Work item: Which lines of the records hold the string "guard"? Report only how many of them there are.

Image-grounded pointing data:
===============

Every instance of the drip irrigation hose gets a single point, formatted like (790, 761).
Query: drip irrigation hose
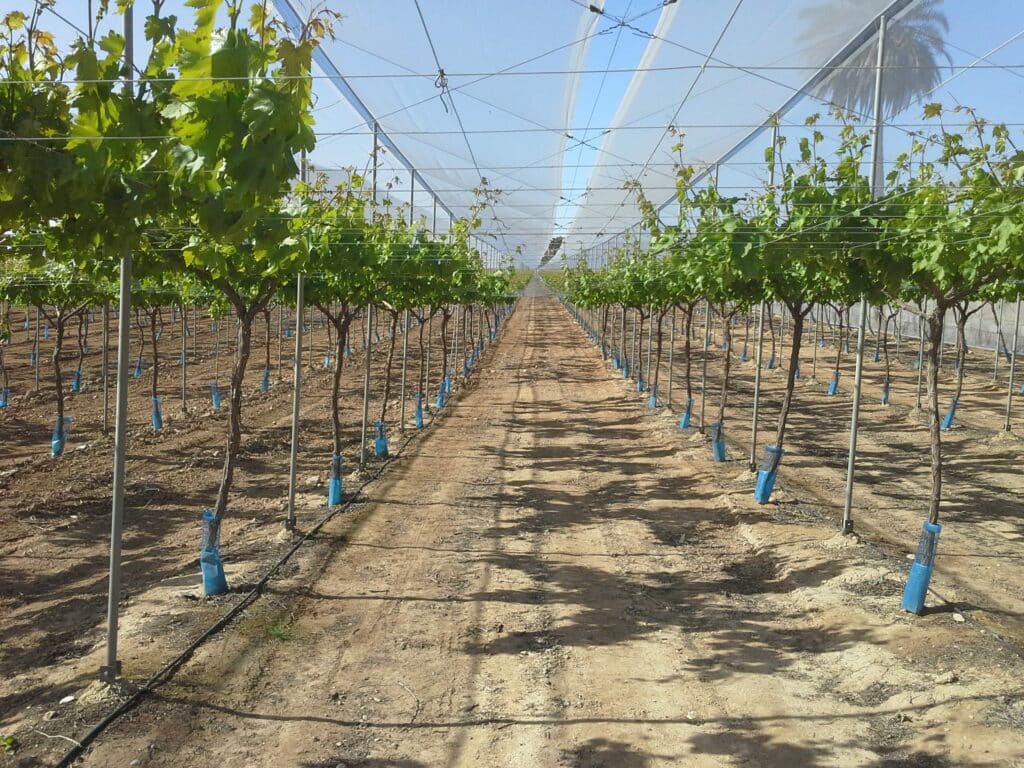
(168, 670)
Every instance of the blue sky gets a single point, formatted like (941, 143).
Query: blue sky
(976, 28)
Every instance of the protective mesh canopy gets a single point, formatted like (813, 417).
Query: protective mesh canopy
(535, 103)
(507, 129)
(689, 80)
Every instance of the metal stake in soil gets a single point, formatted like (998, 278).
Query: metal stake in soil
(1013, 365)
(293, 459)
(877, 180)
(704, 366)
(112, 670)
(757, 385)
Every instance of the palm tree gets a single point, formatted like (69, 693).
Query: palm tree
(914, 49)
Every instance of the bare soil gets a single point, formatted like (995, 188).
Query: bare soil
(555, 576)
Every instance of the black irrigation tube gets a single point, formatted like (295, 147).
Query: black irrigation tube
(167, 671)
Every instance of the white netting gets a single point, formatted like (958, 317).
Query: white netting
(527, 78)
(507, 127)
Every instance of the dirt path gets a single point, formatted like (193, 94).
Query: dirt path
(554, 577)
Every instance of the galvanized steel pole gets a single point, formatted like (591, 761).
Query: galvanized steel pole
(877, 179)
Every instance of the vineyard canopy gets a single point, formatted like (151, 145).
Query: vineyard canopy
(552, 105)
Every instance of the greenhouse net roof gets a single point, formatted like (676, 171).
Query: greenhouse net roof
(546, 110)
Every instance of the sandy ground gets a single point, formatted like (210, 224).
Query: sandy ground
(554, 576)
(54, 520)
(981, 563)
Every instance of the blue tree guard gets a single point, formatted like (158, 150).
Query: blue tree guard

===============

Output: 2